### Written task 1
Keep only the lines of the records that contain the word "negative", copying each one.

### Selected excerpt
────────────────────

Opinion
No. 7228.
November 1, 1926.
In Error to the District Court of the United States for the District of Kansas; John C. Pollock, Judge.
Charles E. Havener was convicted of aiding and abetting misapplication of funds of national bank by cashier of such bank, and he brings error. Reversed, and new trial granted.
William A. Bryans, of Denver, Colo., for plaintiff in error.
Alton H. Skinner, Asst. U.S. Atty., of Topeka, Kan. (Al F. Williams, U.S. Atty., and Frank H. McFarland, Asst. U.S. Atty., both of Topeka, Kan., on the brief), for the United States.
Before VAN VALKENBURGH and BOOTH, Circuit Judges, and PHILLIPS, District Judge.
Plaintiff in error, Charles E. Havener, was indicted, tried, and convicted for violation of section 5209, R.S., as amended by the Act of September 26, 1918 ( 40 Stat. 972 [Comp. St. § 9772]). The indictment contained three counts:
The first count charged that Leo A. Mergen, cashier of the Union National Bank, of Beloit, Kan., on the 25th of June, 1921, willfully misapplied certain moneys, funds, and credits of the bank, to wit, the sum of $5,500. It further charged that Havener willfully, and with intent to defraud said bank, did aid and abet, incite, counsel, and procure Mergen to make the misapplication. It also alleged that the manner in which the misapplication of the funds was accomplished was as follows: That Mergen, as cashier, purchased from and discounted for Havener a certain promissory note signed by Chapman and Morford, payable to Havener, and indorsed by him and L.C. Withington; that Mergen knew at the time that the note was not well secured, but was a mere accommodation note given to Havener for no valid consideration knew that the note had been repudiated by the makers and would never be paid, and knew that the amount paid for the note would be lost to the bank.
The other two counts of the indictment were of similar character, and related to transactions occurring respectively about October, 1921, and February, 1923. Havener was convicted on all three counts. Mergen, who was charged under the same indictment with willful and wrongful misapplication of the funds of the bank, had prior to the trial of Havener pleaded guilty and had been sentenced.
There are 26 assignments of error. The first challenges the introduction in evidence of Exhibits 12 to 15. Since no objection was made at the time the exhibits were offered, this assignment of error cannot be considered.. Feinberg v. United States, 2 F.2d 955 (C.C.A. 8); Davis v. United States, 9 F.2d 826 (C.C.A. 8). Assignment of error 5 is disposed of in the same way and for the same reason.

────────────────────

### Data excerpts
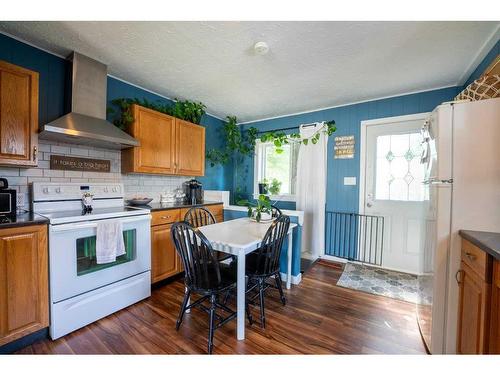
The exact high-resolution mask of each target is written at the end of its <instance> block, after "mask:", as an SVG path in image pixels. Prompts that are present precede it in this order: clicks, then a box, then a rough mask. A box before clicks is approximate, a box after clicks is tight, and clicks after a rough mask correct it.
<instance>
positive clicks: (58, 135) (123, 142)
mask: <svg viewBox="0 0 500 375" xmlns="http://www.w3.org/2000/svg"><path fill="white" fill-rule="evenodd" d="M69 60H71V61H72V63H73V70H72V82H71V112H70V113H68V114H67V115H64V116H62V117H59V118H58V119H57V120H54V121H52V122H49V123H48V124H45V125H42V127H41V129H40V138H42V139H48V140H55V141H60V142H69V143H77V144H85V145H91V146H97V147H104V148H112V149H123V148H128V147H134V146H139V141H137V140H136V139H135V138H133V137H131V136H130V135H128V134H127V133H125V132H124V131H122V130H120V129H118V128H117V127H116V126H114V125H113V124H112V123H110V122H108V121H106V91H107V71H108V68H107V66H106V65H104V64H102V63H100V62H99V61H96V60H93V59H91V58H90V57H87V56H84V55H82V54H79V53H77V52H73V53H72V54H71V55H70V57H69Z"/></svg>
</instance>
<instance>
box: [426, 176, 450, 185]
mask: <svg viewBox="0 0 500 375" xmlns="http://www.w3.org/2000/svg"><path fill="white" fill-rule="evenodd" d="M422 184H424V185H450V184H453V178H448V179H444V180H440V179H438V178H436V177H430V178H427V179H425V180H424V181H422Z"/></svg>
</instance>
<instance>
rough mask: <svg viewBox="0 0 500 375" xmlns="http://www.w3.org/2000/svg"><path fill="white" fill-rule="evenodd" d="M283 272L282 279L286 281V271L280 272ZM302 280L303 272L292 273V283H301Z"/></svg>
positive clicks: (299, 283)
mask: <svg viewBox="0 0 500 375" xmlns="http://www.w3.org/2000/svg"><path fill="white" fill-rule="evenodd" d="M280 274H281V280H282V281H283V282H285V283H286V273H283V272H280ZM301 281H302V274H301V273H299V274H298V275H296V276H293V275H292V284H293V285H299V284H300V282H301Z"/></svg>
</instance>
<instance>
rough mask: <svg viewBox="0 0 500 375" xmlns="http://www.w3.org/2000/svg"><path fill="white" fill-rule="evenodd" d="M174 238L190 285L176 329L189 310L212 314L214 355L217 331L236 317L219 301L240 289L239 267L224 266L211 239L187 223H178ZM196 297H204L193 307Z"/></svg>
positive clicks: (199, 298) (185, 289) (182, 302)
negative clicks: (194, 295) (194, 296)
mask: <svg viewBox="0 0 500 375" xmlns="http://www.w3.org/2000/svg"><path fill="white" fill-rule="evenodd" d="M171 236H172V240H173V242H174V245H175V249H176V251H177V253H178V254H179V256H180V258H181V259H182V263H183V265H184V283H185V286H186V289H185V294H184V299H183V301H182V305H181V309H180V311H179V317H178V319H177V322H176V325H175V329H176V330H179V328H180V326H181V324H182V319H183V317H184V313H185V312H186V310H189V309H192V308H194V307H198V308H200V309H201V310H203V311H205V312H206V313H208V315H209V320H208V321H209V330H208V353H209V354H211V353H212V349H213V346H214V345H213V340H214V332H215V330H216V329H217V328H220V327H221V326H223V325H224V324H226V323H227V322H229V321H231V320H232V319H234V318H235V317H236V312H234V311H232V310H231V309H229V308H228V307H227V306H226V305H225V304H224V303H220V302H219V298H218V297H219V296H220V295H225V294H227V292H228V291H230V290H232V289H234V288H236V268H235V267H234V266H232V265H226V264H224V263H220V262H219V260H218V259H217V258H216V257H215V254H214V250H213V249H212V246H211V244H210V242H209V241H208V239H207V238H206V237H205V236H204V235H203V233H201V232H200V231H199V230H198V229H197V228H194V227H192V226H191V225H189V224H187V223H184V222H178V223H174V224H173V225H172V227H171ZM192 294H197V295H199V296H200V298H199V299H197V300H196V301H195V302H193V303H191V304H189V299H190V297H191V296H192ZM205 301H208V302H209V307H206V306H204V305H202V303H203V302H205ZM218 311H219V312H220V311H224V312H225V313H226V316H225V317H223V316H222V315H220V314H219V313H218ZM247 314H249V310H248V307H247Z"/></svg>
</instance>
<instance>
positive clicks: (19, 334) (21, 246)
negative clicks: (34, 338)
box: [0, 225, 49, 346]
mask: <svg viewBox="0 0 500 375" xmlns="http://www.w3.org/2000/svg"><path fill="white" fill-rule="evenodd" d="M48 289H49V281H48V251H47V227H46V226H45V225H36V226H25V227H19V228H8V229H0V346H1V345H4V344H6V343H8V342H10V341H13V340H16V339H18V338H21V337H23V336H26V335H27V334H30V333H32V332H35V331H38V330H40V329H42V328H45V327H47V326H48V325H49V291H48Z"/></svg>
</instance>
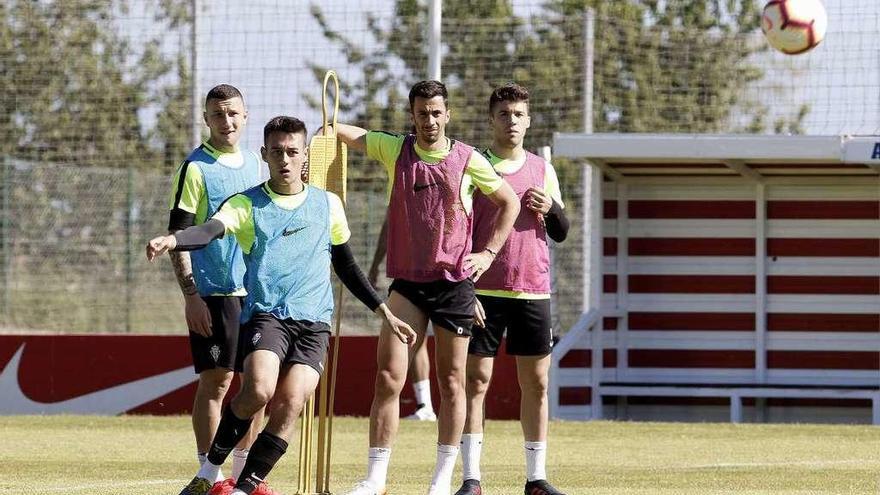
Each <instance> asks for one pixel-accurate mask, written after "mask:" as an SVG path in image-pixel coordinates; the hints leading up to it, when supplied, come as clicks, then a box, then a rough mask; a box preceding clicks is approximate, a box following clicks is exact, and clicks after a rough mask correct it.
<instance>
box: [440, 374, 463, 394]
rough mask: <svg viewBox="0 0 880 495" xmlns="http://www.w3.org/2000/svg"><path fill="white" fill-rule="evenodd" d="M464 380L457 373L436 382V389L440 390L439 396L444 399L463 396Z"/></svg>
mask: <svg viewBox="0 0 880 495" xmlns="http://www.w3.org/2000/svg"><path fill="white" fill-rule="evenodd" d="M463 381H464V380H462V377H461V376H460V375H459V374H457V373H450V374H448V375H446V376H444V377H441V378H439V379H438V380H437V388H439V389H440V396H441V397H444V398H453V397H458V396H460V395H462V394H464V386H463V385H464V383H463Z"/></svg>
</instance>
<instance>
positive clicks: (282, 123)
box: [263, 115, 308, 143]
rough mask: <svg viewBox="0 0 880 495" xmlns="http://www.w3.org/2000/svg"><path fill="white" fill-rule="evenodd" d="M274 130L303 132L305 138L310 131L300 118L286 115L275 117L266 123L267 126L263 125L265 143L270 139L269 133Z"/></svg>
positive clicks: (263, 141)
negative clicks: (266, 141)
mask: <svg viewBox="0 0 880 495" xmlns="http://www.w3.org/2000/svg"><path fill="white" fill-rule="evenodd" d="M273 132H283V133H286V134H302V135H303V137H304V138H305V137H306V136H307V135H308V131H306V124H305V123H304V122H303V121H302V120H299V119H298V118H296V117H287V116H285V115H280V116H278V117H274V118H273V119H272V120H270V121H269V122H267V123H266V126H265V127H263V142H264V143H265V142H266V141H267V140H268V139H269V135H270V134H272V133H273Z"/></svg>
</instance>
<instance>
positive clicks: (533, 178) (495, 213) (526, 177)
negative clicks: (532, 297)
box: [474, 152, 550, 294]
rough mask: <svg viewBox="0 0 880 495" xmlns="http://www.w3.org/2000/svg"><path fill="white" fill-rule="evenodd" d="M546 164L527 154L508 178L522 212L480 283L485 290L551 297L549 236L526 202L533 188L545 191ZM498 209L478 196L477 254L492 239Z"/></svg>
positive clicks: (487, 198) (476, 225) (476, 227)
mask: <svg viewBox="0 0 880 495" xmlns="http://www.w3.org/2000/svg"><path fill="white" fill-rule="evenodd" d="M545 166H546V164H545V162H544V160H543V159H542V158H540V157H539V156H537V155H534V154H532V153H529V152H526V161H525V163H523V165H522V167H520V169H519V170H517V171H516V172H514V173H512V174H509V175H504V180H506V181H507V183H508V184H510V187H512V188H513V191H514V192H515V193H516V195H517V197H519V199H520V212H519V216H518V217H517V218H516V222H515V223H514V224H513V230H512V231H511V232H510V237H508V238H507V242H505V243H504V246H502V247H501V249H500V250H499V251H498V255H497V256H496V257H495V261H494V262H492V266H490V267H489V269H488V270H486V273H484V274H483V276H482V277H480V279H479V280H478V281H477V284H476V288H477V289H483V290H509V291H516V292H528V293H530V294H549V293H550V250H549V248H548V247H547V233H546V231H545V230H544V226H543V225H542V224H541V222H540V221H539V220H538V214H537V213H535V212H534V211H532V210H530V209H528V208H527V207H526V205H525V201H524V200H523V198H524V196H525V193H526V191H527V190H528V189H529V188H530V187H532V186H536V187H541V188H543V187H544V173H545V172H546V168H545ZM497 215H498V207H497V206H495V204H494V203H492V201H490V200H489V198H487V197H486V196H484V195H483V194H481V193H479V192H477V193H476V194H475V195H474V251H475V252H479V251H482V250H483V249H485V248H486V243H487V242H488V241H489V237H490V236H491V235H492V228H493V226H494V224H495V218H496V217H497Z"/></svg>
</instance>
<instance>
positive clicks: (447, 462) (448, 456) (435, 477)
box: [428, 444, 458, 495]
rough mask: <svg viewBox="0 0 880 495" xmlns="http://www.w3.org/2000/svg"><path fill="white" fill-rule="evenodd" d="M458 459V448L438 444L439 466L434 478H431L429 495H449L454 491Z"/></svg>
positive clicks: (435, 469) (437, 447) (437, 457)
mask: <svg viewBox="0 0 880 495" xmlns="http://www.w3.org/2000/svg"><path fill="white" fill-rule="evenodd" d="M457 458H458V447H456V446H455V445H441V444H437V465H436V466H435V467H434V477H433V478H431V488H430V489H429V490H428V495H449V492H450V491H452V471H453V470H454V469H455V459H457Z"/></svg>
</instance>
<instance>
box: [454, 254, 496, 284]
mask: <svg viewBox="0 0 880 495" xmlns="http://www.w3.org/2000/svg"><path fill="white" fill-rule="evenodd" d="M494 260H495V255H494V254H492V253H490V252H489V251H486V250H483V251H480V252H479V253H471V254H469V255H467V256H465V257H464V264H463V265H462V266H463V268H464V271H465V272H470V274H471V277H472V278H473V279H474V282H476V281H477V280H479V279H480V277H482V276H483V274H484V273H486V270H488V269H489V266H490V265H491V264H492V261H494Z"/></svg>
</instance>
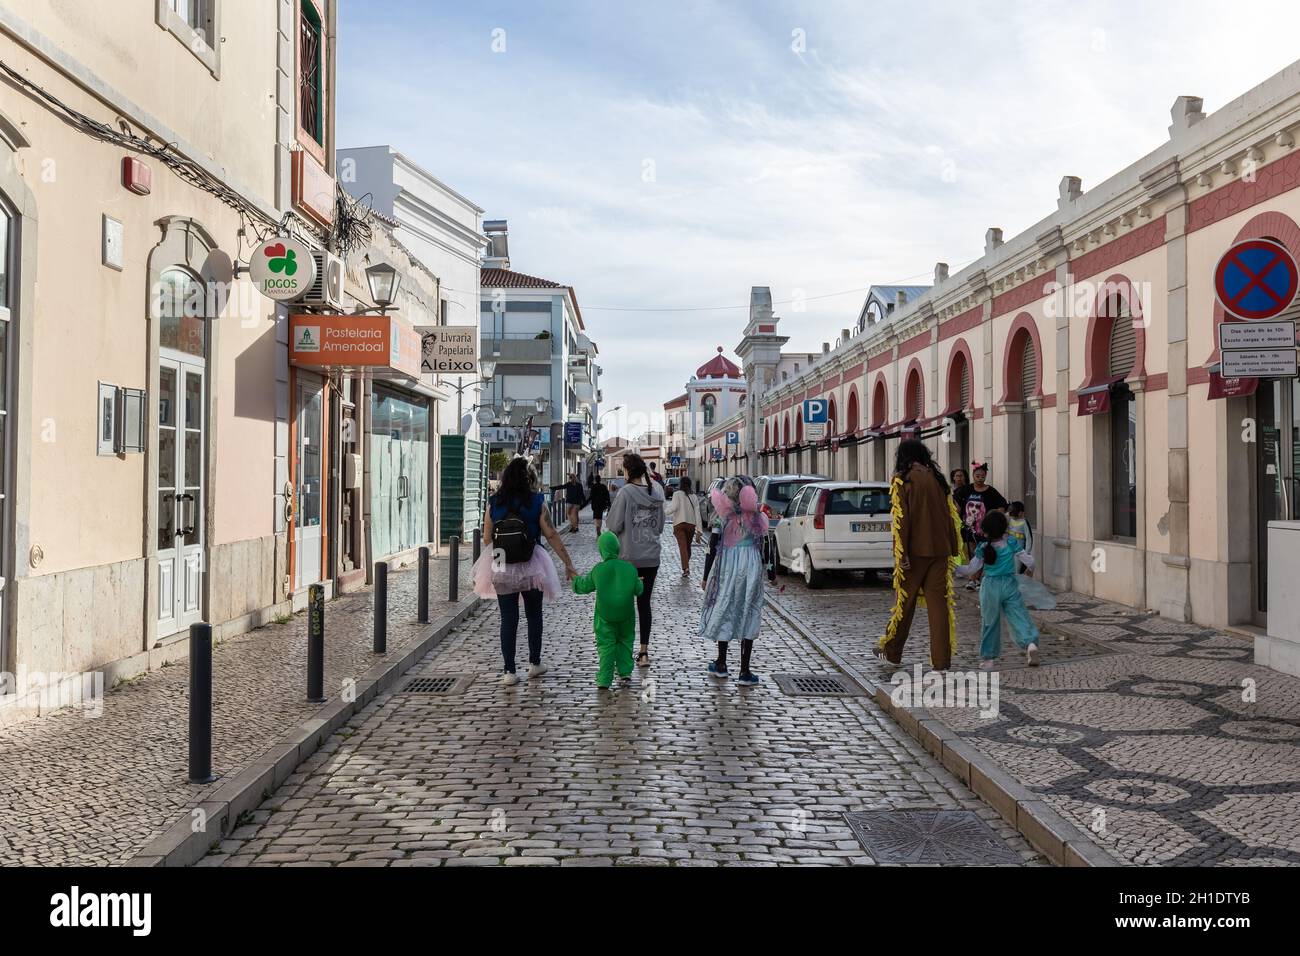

────────────────────

### Written task 2
According to the court opinion, which bank employed Leo A. Mergen as cashier?

### Task response 1
negative clicks: (194, 295) (194, 296)
negative clicks: (34, 338)
negative clicks: (266, 141)
negative clicks: (532, 297)

### Task response 2
The Union National Bank of Beloit, Kansas.